YOUR GOAL:
Every line of the material below should be output exactly as written, with the images skipped.
* * *
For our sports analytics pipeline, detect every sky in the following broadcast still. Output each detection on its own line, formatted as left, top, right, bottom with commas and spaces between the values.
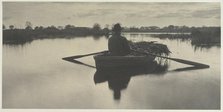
3, 2, 221, 28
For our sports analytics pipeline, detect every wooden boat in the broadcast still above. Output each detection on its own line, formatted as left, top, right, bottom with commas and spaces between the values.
93, 53, 156, 69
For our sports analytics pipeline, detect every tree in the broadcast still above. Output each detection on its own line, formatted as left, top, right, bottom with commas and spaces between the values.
180, 25, 189, 32
39, 26, 44, 30
25, 21, 33, 30
57, 26, 63, 30
129, 26, 139, 32
93, 23, 101, 31
167, 25, 174, 32
9, 25, 14, 30
49, 25, 57, 29
65, 24, 75, 29
140, 27, 145, 30
149, 26, 160, 31
34, 26, 39, 30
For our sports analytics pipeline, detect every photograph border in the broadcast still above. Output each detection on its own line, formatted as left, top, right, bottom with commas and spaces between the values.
0, 0, 222, 111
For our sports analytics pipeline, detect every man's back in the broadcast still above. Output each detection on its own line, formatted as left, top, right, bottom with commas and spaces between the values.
108, 35, 130, 56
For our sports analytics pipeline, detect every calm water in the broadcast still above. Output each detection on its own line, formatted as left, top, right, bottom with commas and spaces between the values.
2, 33, 220, 109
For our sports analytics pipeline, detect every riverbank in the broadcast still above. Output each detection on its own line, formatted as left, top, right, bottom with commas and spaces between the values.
3, 26, 220, 47
150, 27, 220, 47
3, 27, 109, 44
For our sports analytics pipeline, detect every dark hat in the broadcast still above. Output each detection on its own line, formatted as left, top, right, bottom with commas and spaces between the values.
112, 23, 122, 32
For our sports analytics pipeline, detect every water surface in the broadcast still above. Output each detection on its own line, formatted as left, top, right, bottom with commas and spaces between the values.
2, 33, 220, 109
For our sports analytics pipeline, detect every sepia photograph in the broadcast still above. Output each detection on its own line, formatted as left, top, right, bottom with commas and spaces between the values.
2, 0, 221, 110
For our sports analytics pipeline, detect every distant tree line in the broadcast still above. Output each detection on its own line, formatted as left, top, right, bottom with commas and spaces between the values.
122, 25, 220, 33
2, 22, 221, 46
3, 22, 109, 44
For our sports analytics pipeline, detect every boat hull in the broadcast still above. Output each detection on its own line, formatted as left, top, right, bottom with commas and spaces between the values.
94, 54, 155, 69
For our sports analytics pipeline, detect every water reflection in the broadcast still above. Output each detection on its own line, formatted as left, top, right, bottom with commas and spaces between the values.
62, 56, 168, 100
172, 66, 210, 72
3, 40, 33, 46
62, 56, 210, 100
3, 32, 220, 108
92, 35, 101, 40
192, 43, 221, 52
94, 61, 168, 100
3, 33, 220, 51
62, 57, 96, 69
3, 35, 107, 46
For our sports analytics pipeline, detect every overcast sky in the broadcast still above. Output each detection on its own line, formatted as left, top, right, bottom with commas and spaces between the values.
3, 2, 221, 28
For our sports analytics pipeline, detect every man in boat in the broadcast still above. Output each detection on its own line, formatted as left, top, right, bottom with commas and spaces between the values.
108, 23, 131, 56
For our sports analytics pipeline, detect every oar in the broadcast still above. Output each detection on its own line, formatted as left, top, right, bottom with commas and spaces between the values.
62, 57, 96, 68
62, 50, 108, 60
131, 49, 210, 68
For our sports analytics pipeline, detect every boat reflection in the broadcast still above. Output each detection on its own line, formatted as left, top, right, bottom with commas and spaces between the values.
62, 57, 96, 68
62, 57, 209, 100
172, 66, 209, 72
94, 61, 168, 100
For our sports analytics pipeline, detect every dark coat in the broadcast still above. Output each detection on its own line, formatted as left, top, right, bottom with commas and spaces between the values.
108, 35, 130, 56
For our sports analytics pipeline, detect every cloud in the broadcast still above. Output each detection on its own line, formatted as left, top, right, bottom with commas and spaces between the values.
153, 7, 220, 19
155, 12, 184, 18
96, 9, 114, 15
3, 2, 221, 27
74, 12, 98, 18
191, 8, 220, 18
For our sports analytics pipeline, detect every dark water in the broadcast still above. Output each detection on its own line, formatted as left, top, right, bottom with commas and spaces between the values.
2, 33, 220, 109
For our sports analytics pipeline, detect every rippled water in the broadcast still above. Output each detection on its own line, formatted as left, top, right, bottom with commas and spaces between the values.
2, 33, 220, 109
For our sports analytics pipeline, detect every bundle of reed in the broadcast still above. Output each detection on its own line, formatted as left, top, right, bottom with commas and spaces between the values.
129, 41, 171, 56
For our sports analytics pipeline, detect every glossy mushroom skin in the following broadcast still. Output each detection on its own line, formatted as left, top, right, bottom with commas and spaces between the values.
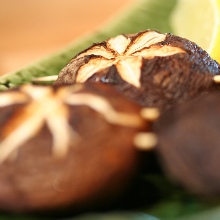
0, 83, 151, 213
54, 30, 220, 111
156, 91, 220, 196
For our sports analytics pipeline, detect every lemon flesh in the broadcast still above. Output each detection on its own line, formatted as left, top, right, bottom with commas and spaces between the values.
171, 0, 220, 62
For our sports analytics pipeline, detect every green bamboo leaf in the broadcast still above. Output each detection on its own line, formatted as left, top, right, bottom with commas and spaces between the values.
175, 207, 220, 220
135, 175, 220, 219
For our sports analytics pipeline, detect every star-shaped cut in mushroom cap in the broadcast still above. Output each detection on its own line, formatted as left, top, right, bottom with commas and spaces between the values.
68, 30, 186, 88
0, 84, 151, 163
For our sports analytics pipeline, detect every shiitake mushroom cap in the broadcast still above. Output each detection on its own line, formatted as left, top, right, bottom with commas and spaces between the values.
54, 30, 220, 111
0, 83, 157, 213
156, 91, 220, 196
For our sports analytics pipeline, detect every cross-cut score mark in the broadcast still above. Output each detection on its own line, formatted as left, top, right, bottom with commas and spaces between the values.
75, 31, 186, 88
0, 84, 145, 163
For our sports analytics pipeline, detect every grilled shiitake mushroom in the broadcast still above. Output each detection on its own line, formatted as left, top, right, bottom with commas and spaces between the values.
54, 30, 220, 111
0, 83, 157, 213
156, 91, 220, 196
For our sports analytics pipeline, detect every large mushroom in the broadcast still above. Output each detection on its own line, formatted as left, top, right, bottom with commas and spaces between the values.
156, 91, 220, 196
0, 83, 157, 213
54, 30, 220, 111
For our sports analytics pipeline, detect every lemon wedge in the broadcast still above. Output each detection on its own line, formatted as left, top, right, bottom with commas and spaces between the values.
171, 0, 220, 62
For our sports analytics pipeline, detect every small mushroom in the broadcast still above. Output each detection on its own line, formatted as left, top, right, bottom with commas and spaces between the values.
54, 30, 220, 111
156, 91, 220, 196
0, 83, 157, 213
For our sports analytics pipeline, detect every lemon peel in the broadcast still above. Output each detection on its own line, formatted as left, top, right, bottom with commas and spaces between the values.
171, 0, 220, 62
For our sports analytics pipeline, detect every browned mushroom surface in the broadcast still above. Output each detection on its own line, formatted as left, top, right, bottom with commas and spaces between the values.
54, 30, 220, 111
155, 91, 220, 196
0, 83, 157, 213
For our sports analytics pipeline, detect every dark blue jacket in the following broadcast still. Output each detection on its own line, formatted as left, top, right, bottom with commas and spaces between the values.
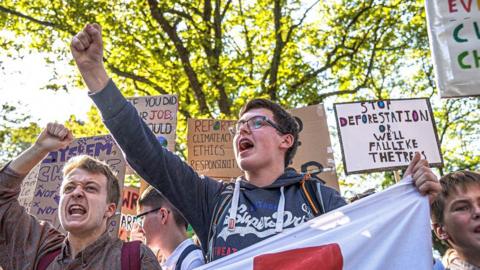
90, 80, 347, 261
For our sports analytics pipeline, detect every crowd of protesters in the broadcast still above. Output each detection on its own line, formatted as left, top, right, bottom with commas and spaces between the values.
0, 23, 478, 270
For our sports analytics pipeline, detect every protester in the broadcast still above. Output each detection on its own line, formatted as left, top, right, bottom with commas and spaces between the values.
132, 186, 205, 270
71, 23, 441, 261
431, 171, 480, 270
0, 123, 160, 269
* * *
OUTPUT OF THE EXERCISE:
For our sports analytics pipeline, detect every sky in the following broadcast still. Output each detection on its own line, formatted as left, top, right, bottom with commas and spaces between the values.
3, 2, 221, 28
For our sports analytics pipeline, detect every wooden boat in the broadcast still above. Output each detection on its own line, formatted as left, top, right, bottom with commas and spaces between the values.
93, 53, 156, 69
For our sports analytics pipeline, detect every tree in the broadcast still above. Output each detection on its own line, formatted as left, top, right, bottom with commas and spaces between the values.
180, 25, 189, 32
39, 26, 44, 30
25, 21, 33, 30
57, 26, 63, 30
129, 26, 139, 32
93, 23, 101, 31
167, 25, 174, 32
9, 25, 14, 30
49, 25, 57, 29
65, 24, 75, 29
140, 27, 145, 30
149, 26, 160, 31
34, 26, 39, 30
For our sports analytics pipeline, detect every photograph border in the broadcast still above. Output each detection on its own line, formatted as left, top, right, bottom with commas and spaces between the values.
0, 0, 222, 111
For our sports analytics pipeline, detect every man's back in the broadcast still above. Output each detection on its own line, formatted as left, top, right, bottom with commas and spaces between the values.
108, 35, 130, 56
For our sports analytics pipeline, detect every calm water in the broadcast still above. Output each detection on its own line, formatted as left, top, right, bottom with commas and spaces between the values.
2, 33, 220, 109
For our sports analytics pipeline, detect every riverbank in the broadcast still above. Output each detection on its own line, formatted as left, top, right, bottom with commas and spaces between the values.
3, 26, 220, 47
150, 27, 220, 47
3, 27, 109, 44
For our sports analytics pipeline, detect every dark hat in the broadcast still above. Output each detection on its own line, formatted as left, top, right, bottom with commas and spaces between the values.
112, 23, 122, 32
For our sports analytics pipeline, detect every water surface in the broadcast still above. Output each detection on its own line, formatted as left, top, right, bottom with commas and spaces between the values.
2, 33, 220, 109
For our sports analytics pipeline, detect every sepia photograph in the broadcast still above. Output each detection on its own line, formatted as left, top, right, bottom with commas and spaces between the values.
2, 0, 221, 110
For our sports analytics pipeline, detect every distant tree line in the broadcast still above. Output each detection on its own line, formatted as left, top, right, bottom with commas and spaces between the values.
122, 25, 220, 33
2, 22, 221, 46
3, 22, 109, 44
For our sports analytics pipeline, detect every boat hull in the broadcast still above. Output each detection on its own line, formatted as left, top, right, bottom with commas and spaces between the values.
94, 54, 155, 69
For our sports analytics pipeline, detect every water reflection in the broadcast still above. Output each detection on its own line, formatted as left, top, right, bottom with commas and spaces between the values.
62, 56, 168, 100
172, 66, 210, 72
3, 40, 33, 46
62, 56, 210, 100
3, 32, 220, 108
92, 35, 101, 40
192, 43, 221, 52
94, 61, 168, 100
3, 33, 220, 51
62, 57, 96, 69
3, 35, 107, 46
For our sports analytics pipeline, detect every overcast sky in the broadcast still above. Output each detection on its own line, formatted as left, top, right, bottom with commas and spaces between the values.
3, 2, 221, 28
For our sports analytics pipeline, detect every man in boat in the broadcast still above. Output each detection on its own line, formatted as left, top, right, bottom with commas and spaces between the values.
108, 23, 131, 56
For our sports analytics pipeline, detect every oar in the broadcast still above. Output each detection on its own line, formatted as left, top, right, bottom with commas and spaces between the values.
62, 57, 96, 68
62, 50, 108, 60
131, 49, 210, 68
For our sports analytics pipeline, detect every boat reflection in the broadcast still above. Output each detection on its own line, formatted as left, top, right, bottom with commas and spaces between the values.
62, 57, 96, 68
62, 57, 209, 100
172, 66, 209, 72
94, 61, 168, 100
For our sports analytics pipeline, detect every dark coat in the broadcast still above. Output each detection on its own line, formatted as left, top, right, bottom with commas and spaces between the values.
108, 35, 130, 56
For our sports analytics pipeline, detect every cloud in the broadcast still above. Output each detection on its own line, formatted as left, top, right, bottom with commas and spaces between the values.
153, 7, 220, 19
155, 12, 184, 18
96, 9, 114, 15
3, 2, 221, 27
74, 12, 98, 18
191, 8, 220, 18
For our sports analytics pipeline, detect every dark water in the broadcast still above. Output each detection on its own line, formatted as left, top, right, bottom with commas and spaces between the values.
2, 33, 220, 109
For our sports analytics pipeline, detect every rippled water in the broadcast still above. Output each detection on its own line, formatted as left, top, right, bottom with commas and spaces between the values.
2, 33, 220, 109
For our sports analytics pipeline, detect every bundle of reed in the broadcast still above. Output each detection on its own line, formatted as left, top, right, bottom with commas and spaces between the values.
129, 41, 171, 56
For our sports analytics pipeline, detect every glossy mushroom skin in the following broadcast still. Output each detection on its own line, formatted as left, top, right, bottom with commas and spaces between the values.
0, 83, 151, 213
54, 30, 220, 111
156, 91, 220, 196
For our sports analytics pipeline, detect every lemon flesh in the broadcast still above. Output each detection on its own line, formatted as left, top, right, bottom with commas and spaces between the values.
171, 0, 220, 62
For our sports analytics pipeline, detect every green bamboo leaf in the broadcast still above. Output each detection on its own line, formatted as left, top, right, bottom with commas and spaces between the values.
175, 207, 220, 220
135, 175, 220, 219
For our sports analytics pipeline, detect every star-shaped cut in mushroom cap in the broadcast still above. Output each detection on its own line, formatted as left, top, right, bottom with commas and spaces between the values.
68, 30, 186, 88
0, 84, 151, 163
For our sports analytics pipeline, detect every shiitake mushroom cap in the broadcast still above. Output each detection on its own line, formatted as left, top, right, bottom with commas and spaces between the values.
54, 30, 220, 111
0, 83, 157, 213
156, 91, 220, 196
For our sports analytics pipeline, detect every cross-cut score mark in the broadcast still above. Output each detection on its own line, formatted as left, top, right, bottom with commas and spaces between the values.
75, 31, 186, 88
0, 84, 145, 163
For our sports analytics pipeline, detect every grilled shiitake mushroom in the broadcast still above. Output each detection on its own line, formatted as left, top, right, bottom with commas and spaces between the values.
54, 30, 220, 111
0, 83, 157, 213
156, 91, 220, 196
For our sports analytics pipeline, detect every large mushroom in the broadcast still above. Output each detection on its own line, formatted as left, top, right, bottom with commas and spaces between the values.
156, 91, 220, 196
0, 83, 157, 213
54, 30, 220, 111
For our sports analytics pipeline, detect every lemon wedge in the broadcast still above. Output each detection on its own line, formatted as left, top, right, bottom with commas and spaces between the values.
171, 0, 220, 62
For our sports analytics pipeline, detect every small mushroom in the broadcast still above. Output each detection on its own line, formatted as left, top, right, bottom with commas and spaces between the values.
54, 30, 220, 111
156, 91, 220, 196
0, 83, 157, 213
For our sports analytics pipeline, detect every lemon peel in the broadcast still above. Output each detection on its own line, formatted as left, top, right, bottom with commas and spaces between the values.
171, 0, 220, 62
For our sports analytics pipeline, detect every browned mushroom surface in the broadcast still above. Output each detection on its own line, formatted as left, top, right, bottom with commas and spaces between the values.
54, 30, 220, 111
155, 91, 220, 196
0, 83, 157, 213
For our sports analytics pipeline, detect every dark blue jacket in the following broadcast still. Output each detection on its own line, formatted as left, top, right, bottom with commas and spaces between the values.
90, 80, 347, 261
For our sports analytics pipeline, detect every crowd of protesters in the broadcast still above. Output each detection on its own line, formatted as left, top, right, bottom with commas and spaces between the values.
0, 23, 478, 270
For our sports analytics pipeline, detect every protester in the broadcast still above. Output each detection on its own line, formatted as left, top, right, bottom with commas and spaces between the values.
132, 186, 205, 270
71, 23, 441, 261
431, 171, 480, 270
0, 123, 160, 269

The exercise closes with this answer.